While Nakheel’s prospectuses clearly articulated the risks, two fundamental issues gave investors pause. First, the trust certificates didn’t back any particular asset; the revenue stream was the asset itself. Second, and perhaps most worrisome, the government of Dubai did not announce an unconditional guarantee of the bonds.
The State of Qatar, arguably the world’s wealthiest nation on a per capita basis (See Westlaw Business Currents Qatar: Punching Above its Weight) has taken a different approach. The offering, a $1 billion, 3.5% bond payable 2015, coupled with a $2.5 billion, 5.0% bond payable 2020, is not a sukuk. The conventional offering, however, like Nakheel’s, does ultimately fund a cluster of real estate projects in Qatar.
Using a zero-interest qard (loan) transaction,1 Qatari Diar Real Estate Investment Company Q.S.C. (“Diar”), a real property investment company wholly-owned the Qatar Investment Authority (QIA), raises the funds that it then lends to the Barwa City project and two subsidiary projects, the Barwa Financial District and Barwa Commercial Avenue. (The a diagram of the Barwa qard structure can be seen at page 1 of the prospectus.) Bondholders are repaid as the Barwa projects return proceeds to the Issuer.

§ **Records**
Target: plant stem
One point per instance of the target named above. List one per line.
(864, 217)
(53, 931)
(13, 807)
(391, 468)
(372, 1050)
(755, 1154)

§ **Goal of the exercise**
Rewrite the part of the bond financing text that begins at the words "The State of" and stops after "projects in Qatar.", renaming "sukuk" as "Islamic bond". These rows aren't needed here.

§ **Output**
The State of Qatar, arguably the world’s wealthiest nation on a per capita basis (See Westlaw Business Currents Qatar: Punching Above its Weight) has taken a different approach. The offering, a $1 billion, 3.5% bond payable 2015, coupled with a $2.5 billion, 5.0% bond payable 2020, is not a Islamic bond. The conventional offering, however, like Nakheel’s, does ultimately fund a cluster of real estate projects in Qatar.